───── Input data ─────
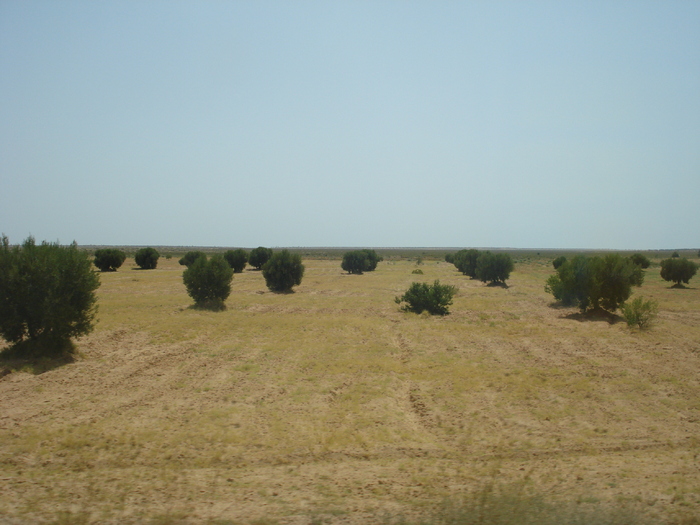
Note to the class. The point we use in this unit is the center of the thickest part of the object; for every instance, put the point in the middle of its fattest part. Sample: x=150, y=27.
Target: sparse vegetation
x=190, y=257
x=595, y=282
x=109, y=259
x=259, y=256
x=640, y=313
x=47, y=294
x=283, y=271
x=494, y=268
x=640, y=260
x=237, y=259
x=355, y=262
x=678, y=270
x=423, y=297
x=147, y=258
x=465, y=261
x=208, y=281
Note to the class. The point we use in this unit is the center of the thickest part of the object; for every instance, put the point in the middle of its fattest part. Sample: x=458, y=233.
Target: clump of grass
x=639, y=312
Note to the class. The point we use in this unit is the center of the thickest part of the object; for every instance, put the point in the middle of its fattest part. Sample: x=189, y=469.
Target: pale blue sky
x=489, y=124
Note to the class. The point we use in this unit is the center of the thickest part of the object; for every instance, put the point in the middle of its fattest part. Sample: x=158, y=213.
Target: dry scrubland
x=331, y=405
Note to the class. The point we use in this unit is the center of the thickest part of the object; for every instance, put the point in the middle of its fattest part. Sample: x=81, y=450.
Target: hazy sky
x=351, y=123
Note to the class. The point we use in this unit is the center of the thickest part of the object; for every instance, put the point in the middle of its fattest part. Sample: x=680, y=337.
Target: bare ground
x=330, y=404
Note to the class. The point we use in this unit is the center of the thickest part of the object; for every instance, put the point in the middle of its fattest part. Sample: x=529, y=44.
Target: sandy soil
x=331, y=405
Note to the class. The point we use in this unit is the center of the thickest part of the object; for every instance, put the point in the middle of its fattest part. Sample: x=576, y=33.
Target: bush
x=420, y=297
x=259, y=256
x=640, y=313
x=283, y=271
x=208, y=282
x=678, y=270
x=640, y=260
x=465, y=261
x=494, y=268
x=595, y=282
x=47, y=293
x=109, y=259
x=355, y=262
x=237, y=259
x=190, y=257
x=558, y=261
x=147, y=258
x=372, y=260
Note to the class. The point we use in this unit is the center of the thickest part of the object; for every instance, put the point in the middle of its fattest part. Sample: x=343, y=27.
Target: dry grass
x=331, y=404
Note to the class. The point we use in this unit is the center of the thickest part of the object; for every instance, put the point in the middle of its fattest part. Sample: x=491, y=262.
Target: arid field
x=330, y=405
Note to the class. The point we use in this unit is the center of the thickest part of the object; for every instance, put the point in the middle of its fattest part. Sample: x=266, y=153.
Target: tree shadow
x=597, y=314
x=35, y=357
x=215, y=305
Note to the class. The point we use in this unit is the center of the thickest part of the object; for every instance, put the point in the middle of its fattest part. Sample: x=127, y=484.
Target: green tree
x=147, y=258
x=372, y=260
x=355, y=262
x=465, y=261
x=494, y=268
x=595, y=282
x=109, y=259
x=432, y=298
x=190, y=257
x=558, y=261
x=283, y=271
x=47, y=293
x=640, y=260
x=678, y=270
x=259, y=256
x=237, y=259
x=208, y=281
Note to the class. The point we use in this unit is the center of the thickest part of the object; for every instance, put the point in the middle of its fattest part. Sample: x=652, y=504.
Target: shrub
x=109, y=259
x=595, y=282
x=494, y=268
x=283, y=271
x=640, y=260
x=558, y=261
x=372, y=260
x=639, y=312
x=355, y=262
x=190, y=257
x=208, y=281
x=434, y=298
x=237, y=259
x=147, y=258
x=259, y=256
x=47, y=293
x=678, y=270
x=465, y=261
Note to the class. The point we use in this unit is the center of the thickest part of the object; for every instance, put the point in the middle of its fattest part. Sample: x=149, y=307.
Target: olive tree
x=595, y=282
x=423, y=297
x=259, y=256
x=493, y=268
x=208, y=282
x=147, y=258
x=283, y=271
x=109, y=259
x=47, y=293
x=678, y=270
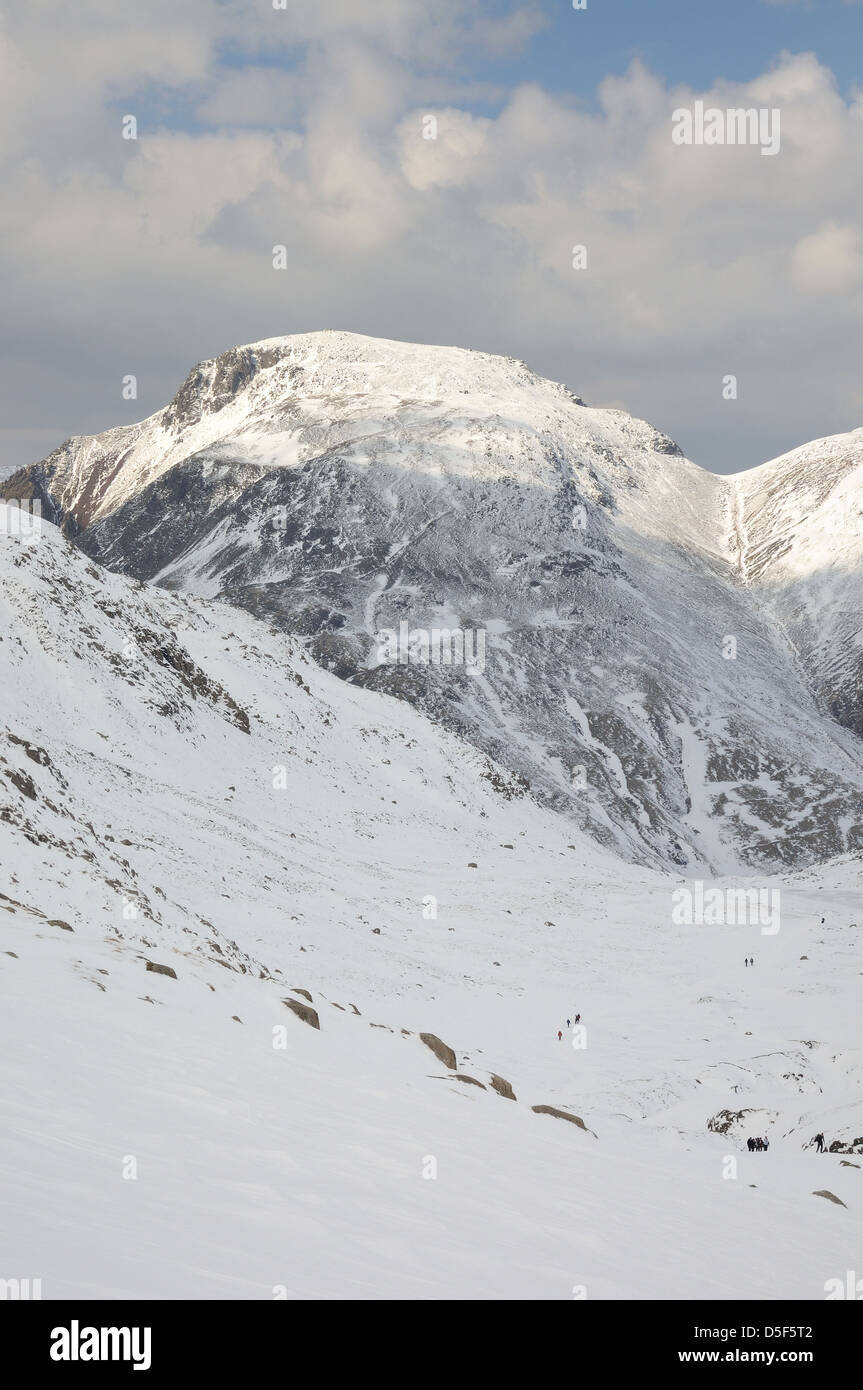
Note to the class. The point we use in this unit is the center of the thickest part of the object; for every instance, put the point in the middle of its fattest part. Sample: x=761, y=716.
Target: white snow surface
x=136, y=809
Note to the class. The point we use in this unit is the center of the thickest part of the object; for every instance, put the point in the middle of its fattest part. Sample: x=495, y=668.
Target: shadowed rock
x=444, y=1052
x=305, y=1012
x=563, y=1115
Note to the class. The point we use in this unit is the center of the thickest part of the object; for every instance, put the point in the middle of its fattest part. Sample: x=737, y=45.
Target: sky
x=430, y=170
─────
— Aim of the exercise —
Transcribe all of the entries word for word, but skip any pictures they contain.

— Result —
Note to the class. The point we use in this unit is the center of the thickest part of the object; for every instance, put the point in the middle of its fattest part. Sample: x=150, y=27.
Target: sparse vegetation
x=190, y=257
x=595, y=282
x=109, y=259
x=259, y=256
x=640, y=313
x=47, y=294
x=283, y=271
x=494, y=268
x=640, y=260
x=237, y=259
x=355, y=262
x=678, y=270
x=423, y=297
x=147, y=258
x=465, y=261
x=208, y=281
Note to the class. The point we use in this unit is the center of the thickest part of the object; for every instance, put the point in the middle of its fattest part. Sample: x=458, y=233.
Target: clump of grass
x=639, y=312
Note to the class. The point we use in this unit is the center of the thickest part of the object; for every instance, put the point in the middle of its fattest part. Sample: x=189, y=469.
Target: pale blue sky
x=489, y=124
Note to the class. The point we use in this unit is the center of the thickest part of the object; for every instance, put the point in the middle of its fattest part. Sample: x=158, y=213.
Target: dry scrubland
x=331, y=405
Note to the class. The point we use in this unit is the center of the thickest part of the object; for every instance, put the point in the middle of its fattest part. Sample: x=81, y=450.
Target: hazy sky
x=351, y=123
Note to the class. The point we use in this unit is the center of the thickest part of the object; for every instance, put the point in the middle of its fattest part. Sample: x=680, y=337.
Target: bare ground
x=330, y=404
Note to the class. The point we use in this unit is the center of the thickest part of the object; for every instance, put the point in the middle of its fattest part. Sample: x=529, y=44.
Target: sandy soil
x=331, y=405
Note to the class. The point we use in this unit is the center of the thickest part of the object; for every instance, put the point in the middle of its fattest part. Sample: x=576, y=33.
Target: bush
x=420, y=297
x=259, y=256
x=640, y=313
x=283, y=271
x=208, y=282
x=678, y=270
x=640, y=260
x=465, y=261
x=494, y=268
x=595, y=282
x=47, y=293
x=109, y=259
x=355, y=262
x=237, y=259
x=190, y=257
x=558, y=261
x=147, y=258
x=372, y=260
Note to the class. The point we use in this unit is the center of the thickest part of the object; for every instance, put the point in the middle of its fattest part. Sample: x=343, y=27.
Target: dry grass
x=331, y=404
Note to the class. The point we use in this unit is the center of the thickest part of the object; for every instance, put the point in the middle of its fattest part. Sample: x=491, y=262.
Target: arid field
x=330, y=405
Note to the class. The point we use in this unit is the center of the thickest part of the object; for every instance, put the point in the middle of its fattest part. Sample: x=266, y=153.
Target: tree shadow
x=597, y=314
x=35, y=357
x=215, y=305
Note to the class. The point we use in this unit is the center of the thickest part of the object; for every instance, put the point in the middle of its fattest part. Sample: x=127, y=484.
Target: green tree
x=147, y=258
x=372, y=260
x=355, y=262
x=465, y=261
x=494, y=268
x=595, y=282
x=109, y=259
x=432, y=298
x=190, y=257
x=558, y=261
x=283, y=271
x=47, y=293
x=640, y=260
x=678, y=270
x=259, y=256
x=237, y=259
x=208, y=281
Note to the class. The point we use in this unit is the center of the thickest part of the object; for every instance, put the point in the middle of its fattest part. Sample: x=652, y=504.
Target: shrub
x=109, y=259
x=595, y=282
x=494, y=268
x=283, y=271
x=640, y=260
x=558, y=261
x=372, y=260
x=639, y=312
x=355, y=262
x=190, y=257
x=208, y=281
x=434, y=298
x=237, y=259
x=147, y=258
x=259, y=256
x=47, y=293
x=678, y=270
x=465, y=261
Note to the class. The point we use in this unit is the center of the thickest part of the object; for every instance, put the point in the middle of its fattest part. Sample: x=149, y=307.
Target: olive tree
x=595, y=282
x=423, y=297
x=259, y=256
x=493, y=268
x=208, y=282
x=147, y=258
x=283, y=271
x=109, y=259
x=47, y=293
x=678, y=270
Note to the class. The point we use in this unit is the center of the thickest part of the object; for every instance, put the point in the middle of its fattest part. Sample: x=761, y=716.
Target: white snow surface
x=136, y=809
Note to the class. The point we use in this unit is the center of the thickest part of the object; for every instance, put the point in the middle of its fattest part. Sample: x=495, y=668.
Target: shadowed rock
x=444, y=1052
x=305, y=1012
x=563, y=1115
Note to the class. The point we use in this unit is the center of the thickest part of the object; for every instance, put the point in the middle of its fattest part. Sample: x=737, y=45.
Target: sky
x=430, y=170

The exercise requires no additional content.